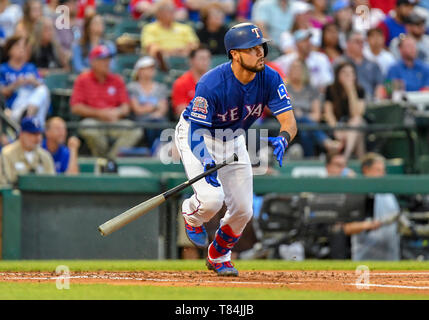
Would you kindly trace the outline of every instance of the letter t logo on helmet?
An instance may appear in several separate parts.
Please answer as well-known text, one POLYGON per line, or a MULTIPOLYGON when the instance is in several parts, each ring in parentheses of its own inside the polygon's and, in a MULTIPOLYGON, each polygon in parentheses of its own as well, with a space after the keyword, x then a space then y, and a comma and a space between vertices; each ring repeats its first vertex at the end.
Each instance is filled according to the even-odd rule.
POLYGON ((264 48, 264 57, 266 57, 268 41, 270 40, 264 38, 261 29, 250 22, 239 23, 231 27, 224 38, 226 54, 230 59, 232 59, 231 50, 249 49, 260 45, 264 48))
POLYGON ((252 32, 253 32, 253 33, 256 33, 256 38, 260 38, 260 37, 261 37, 261 36, 259 35, 259 32, 258 32, 258 31, 259 31, 259 29, 258 29, 258 28, 253 28, 253 29, 252 29, 252 32))

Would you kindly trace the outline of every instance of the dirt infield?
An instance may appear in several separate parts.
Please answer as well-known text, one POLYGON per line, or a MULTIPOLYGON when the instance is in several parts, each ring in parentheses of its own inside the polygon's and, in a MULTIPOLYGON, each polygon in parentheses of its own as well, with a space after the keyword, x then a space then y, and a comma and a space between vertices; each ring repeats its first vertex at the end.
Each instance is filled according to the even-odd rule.
MULTIPOLYGON (((66 275, 49 272, 0 272, 0 282, 55 282, 66 275)), ((429 295, 429 271, 241 271, 219 277, 209 271, 71 272, 70 284, 172 287, 285 288, 335 292, 419 293, 429 295), (356 284, 356 283, 360 284, 356 284)))

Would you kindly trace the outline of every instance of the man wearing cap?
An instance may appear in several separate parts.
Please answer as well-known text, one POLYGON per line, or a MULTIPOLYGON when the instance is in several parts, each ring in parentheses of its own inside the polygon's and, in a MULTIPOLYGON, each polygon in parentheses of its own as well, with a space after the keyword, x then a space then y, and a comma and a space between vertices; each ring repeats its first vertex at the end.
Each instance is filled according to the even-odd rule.
POLYGON ((297 51, 277 58, 274 62, 282 69, 283 73, 289 72, 293 61, 300 59, 305 61, 310 73, 310 84, 323 91, 334 80, 331 63, 326 54, 312 49, 310 30, 297 30, 293 33, 297 51))
POLYGON ((140 128, 124 119, 130 112, 127 89, 122 78, 110 72, 112 53, 104 45, 90 54, 91 69, 80 74, 70 99, 72 113, 83 118, 79 134, 92 155, 114 159, 121 147, 132 147, 141 138, 140 128), (125 128, 108 128, 115 124, 125 128), (109 139, 114 140, 109 146, 109 139))
POLYGON ((2 180, 15 184, 18 175, 55 174, 51 155, 40 146, 42 132, 42 125, 37 119, 24 118, 21 121, 19 138, 5 146, 1 152, 2 180))
POLYGON ((390 45, 392 39, 398 37, 401 33, 407 32, 405 29, 405 21, 413 12, 417 2, 418 0, 397 0, 393 13, 389 14, 386 19, 377 26, 383 30, 387 47, 390 45))
MULTIPOLYGON (((429 35, 426 34, 426 18, 413 12, 405 23, 407 34, 416 40, 418 55, 417 58, 429 63, 429 35)), ((389 50, 396 59, 401 59, 399 52, 399 37, 390 42, 389 50)))

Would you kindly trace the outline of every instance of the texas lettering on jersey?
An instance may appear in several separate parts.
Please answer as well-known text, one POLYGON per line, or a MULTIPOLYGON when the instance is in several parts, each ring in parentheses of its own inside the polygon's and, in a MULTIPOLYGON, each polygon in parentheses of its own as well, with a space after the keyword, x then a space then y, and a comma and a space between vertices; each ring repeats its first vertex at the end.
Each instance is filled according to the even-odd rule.
POLYGON ((186 120, 216 129, 244 129, 268 107, 277 116, 292 110, 289 94, 280 75, 266 66, 248 84, 234 76, 231 62, 206 73, 198 82, 195 98, 183 113, 186 120))

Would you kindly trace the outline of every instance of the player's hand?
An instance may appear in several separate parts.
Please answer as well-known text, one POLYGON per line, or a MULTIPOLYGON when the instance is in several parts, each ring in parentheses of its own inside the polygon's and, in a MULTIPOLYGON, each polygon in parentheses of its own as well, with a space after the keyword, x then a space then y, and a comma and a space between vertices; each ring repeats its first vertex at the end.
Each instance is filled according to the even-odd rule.
MULTIPOLYGON (((204 159, 203 161, 204 172, 206 172, 207 170, 215 166, 216 166, 216 163, 213 159, 204 159)), ((220 187, 220 183, 219 181, 217 181, 217 171, 209 174, 208 176, 205 177, 205 179, 206 179, 206 182, 212 185, 213 187, 215 188, 220 187)))
POLYGON ((285 154, 286 148, 288 147, 285 137, 269 137, 268 143, 274 148, 273 154, 277 158, 279 166, 281 167, 283 164, 283 156, 285 154))

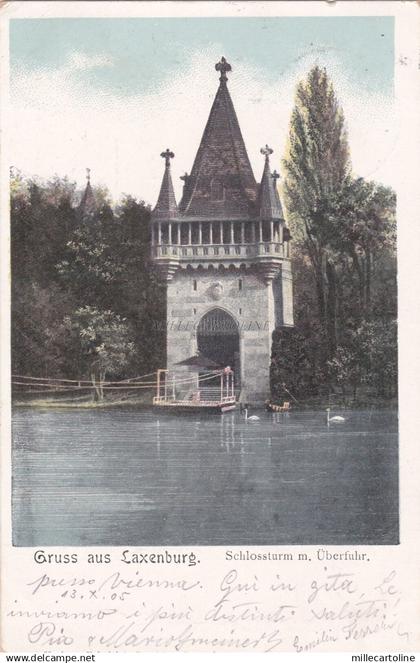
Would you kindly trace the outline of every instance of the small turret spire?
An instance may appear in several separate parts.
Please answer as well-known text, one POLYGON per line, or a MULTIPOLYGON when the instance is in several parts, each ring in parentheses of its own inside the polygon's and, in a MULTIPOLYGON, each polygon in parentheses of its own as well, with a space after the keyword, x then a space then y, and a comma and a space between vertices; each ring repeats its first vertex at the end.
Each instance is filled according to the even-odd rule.
POLYGON ((229 62, 226 60, 226 58, 222 57, 220 59, 220 62, 217 62, 215 65, 216 71, 220 71, 220 82, 225 83, 227 81, 227 76, 226 72, 227 71, 232 71, 232 66, 229 64, 229 62))
POLYGON ((178 216, 178 207, 171 176, 171 159, 174 158, 175 154, 168 147, 165 152, 161 152, 160 156, 162 159, 165 159, 165 171, 156 207, 152 212, 152 218, 169 220, 178 216))
POLYGON ((280 175, 276 170, 273 173, 270 171, 270 155, 273 154, 274 150, 266 145, 261 148, 260 152, 265 157, 264 170, 258 195, 260 218, 266 220, 283 219, 283 210, 277 191, 277 180, 280 175))
POLYGON ((78 212, 80 221, 84 222, 93 219, 97 212, 95 195, 90 184, 90 172, 90 168, 86 168, 86 187, 80 201, 78 212))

● ● ●

Your goal => The listing above must be restated word for word. Its pictures are to be left out.

Finished exercise =>
Would you kindly trace the outline of every instance of the letter t logo on helmet?
An instance may appear in several separate parts.
Please answer as well-known text, one POLYGON per line, or a MULTIPOLYGON when the instance is in several parts, each ring in parentheses of its own inside the polygon's and, in a MULTIPOLYGON, each polygon in parentheses of its own as well, with a space after the keyword, x then a space then y, and a comma and a space between vertices; each ring repeats its first vertex at the end.
Each instance is filled according to the even-odd rule.
POLYGON ((264 48, 264 57, 266 57, 268 41, 270 40, 264 38, 261 29, 250 22, 239 23, 231 27, 224 38, 226 54, 230 59, 232 59, 231 50, 249 49, 260 45, 264 48))
POLYGON ((252 32, 253 32, 253 33, 256 33, 256 38, 260 38, 260 37, 261 37, 261 36, 259 35, 259 32, 258 32, 258 31, 259 31, 259 29, 258 29, 258 28, 253 28, 253 29, 252 29, 252 32))

Would you kindly trace the outline of every instance of the dirt infield?
An instance may appear in several separate parts.
Please answer as well-known text, one POLYGON per line, or a MULTIPOLYGON when the instance is in several parts, each ring in parentheses of its own inside the polygon's and, in a MULTIPOLYGON, each polygon in parentheses of its own as well, with a space after the keyword, x then a space then y, and a comma and a space between vertices; each ring repeats its first vertex at the end.
Each instance is filled according to the even-odd rule.
MULTIPOLYGON (((66 275, 49 272, 0 272, 0 282, 55 282, 66 275)), ((429 295, 429 271, 241 271, 219 277, 209 271, 71 272, 70 284, 172 287, 285 288, 335 292, 419 293, 429 295), (356 284, 356 283, 360 284, 356 284)))

Would you kindly trace the outline of every instance of the man wearing cap?
An instance may appear in several separate parts.
Please answer as well-known text, one POLYGON per line, or a MULTIPOLYGON when the instance is in several parts, each ring in parentheses of its own inside the polygon's and, in a MULTIPOLYGON, each polygon in parentheses of its own as well, with a space after the keyword, x then a space then y, and a comma and a space between vertices; each ring repeats its first vertex at the end.
Each instance is filled according to the even-odd rule.
POLYGON ((297 51, 277 58, 274 62, 282 69, 283 73, 289 72, 293 61, 300 59, 305 61, 310 73, 310 84, 323 91, 334 80, 331 63, 326 54, 312 49, 310 30, 297 30, 293 33, 297 51))
POLYGON ((140 128, 124 119, 130 112, 127 89, 122 78, 110 72, 112 53, 104 45, 90 54, 91 69, 80 74, 70 99, 72 113, 83 118, 79 134, 92 155, 114 159, 121 147, 132 147, 141 138, 140 128), (125 128, 108 128, 115 124, 125 128), (109 139, 114 140, 109 146, 109 139))
POLYGON ((2 180, 15 184, 18 175, 55 174, 51 155, 40 146, 42 132, 42 125, 37 119, 24 118, 21 121, 19 138, 5 146, 1 152, 2 180))
POLYGON ((390 45, 392 39, 398 37, 401 33, 407 32, 405 29, 405 21, 413 12, 417 2, 418 0, 397 0, 393 13, 389 14, 386 19, 377 26, 383 30, 387 47, 390 45))
MULTIPOLYGON (((429 35, 426 34, 426 18, 413 12, 405 23, 407 34, 416 40, 418 55, 417 58, 429 63, 429 35)), ((389 50, 396 59, 401 59, 399 52, 399 37, 390 42, 389 50)))

Would you kindly trace the outline of every instance of the texas lettering on jersey?
An instance may appear in several separate parts.
Please answer as well-known text, one POLYGON per line, or a MULTIPOLYGON when the instance is in several parts, each ring in parentheses of its own inside the polygon's and, in a MULTIPOLYGON, each polygon in parentheses of its own as well, with a space after the keyword, x then a space then y, and a comma and a space between vertices; each ring repeats its first vertex at the end.
Each instance is filled according to the even-odd rule.
POLYGON ((186 120, 216 129, 244 129, 268 107, 277 116, 292 110, 289 94, 280 75, 266 66, 248 84, 234 76, 231 62, 206 73, 198 82, 195 98, 183 113, 186 120))

Would you kindly trace the outline of every instance of the player's hand?
An instance may appear in several separate parts.
Please answer as well-known text, one POLYGON per line, or a MULTIPOLYGON when the instance is in several parts, each ring in parentheses of its own inside the polygon's and, in a MULTIPOLYGON, each polygon in parentheses of its own as well, with a space after the keyword, x then a space then y, and a comma and a space between vertices; each ring repeats its first vertex at the end.
Each instance is filled according to the even-odd rule.
MULTIPOLYGON (((204 159, 203 161, 204 172, 206 172, 207 170, 215 166, 216 166, 216 163, 213 159, 204 159)), ((220 187, 220 183, 219 181, 217 181, 217 171, 209 174, 208 176, 205 177, 205 179, 206 179, 206 182, 212 185, 213 187, 215 188, 220 187)))
POLYGON ((285 154, 286 148, 288 147, 285 137, 269 137, 268 143, 274 148, 273 154, 277 158, 279 166, 281 167, 283 164, 283 156, 285 154))

Would you kindly trace the outline of every instance of the small turret spire?
An instance may appear in several separate parts.
Please answer as well-known text, one POLYGON per line, or a MULTIPOLYGON when the instance is in several parts, each ring in parentheses of its own inside the polygon's and, in a MULTIPOLYGON, each polygon in parentheses of its own as well, with a space after the keyword, x then a space then y, and a comma and a space between vertices; each ring repeats its first vertex at the end.
Each instance is filled according to the even-odd rule.
POLYGON ((229 62, 226 60, 226 58, 222 57, 220 59, 220 62, 217 62, 215 65, 216 71, 220 71, 220 82, 225 83, 227 81, 227 76, 226 72, 227 71, 232 71, 232 66, 229 64, 229 62))
POLYGON ((178 216, 178 207, 171 176, 171 159, 174 158, 175 154, 168 147, 165 152, 161 152, 160 156, 162 159, 165 159, 165 171, 156 207, 152 212, 152 218, 169 220, 178 216))
POLYGON ((280 175, 276 170, 273 173, 270 171, 270 155, 273 154, 274 150, 266 145, 261 148, 260 152, 265 157, 264 170, 258 195, 260 218, 266 220, 283 219, 283 210, 277 191, 277 180, 280 175))
POLYGON ((78 212, 80 221, 84 222, 93 219, 97 212, 95 195, 90 184, 90 172, 90 168, 86 168, 86 187, 80 201, 78 212))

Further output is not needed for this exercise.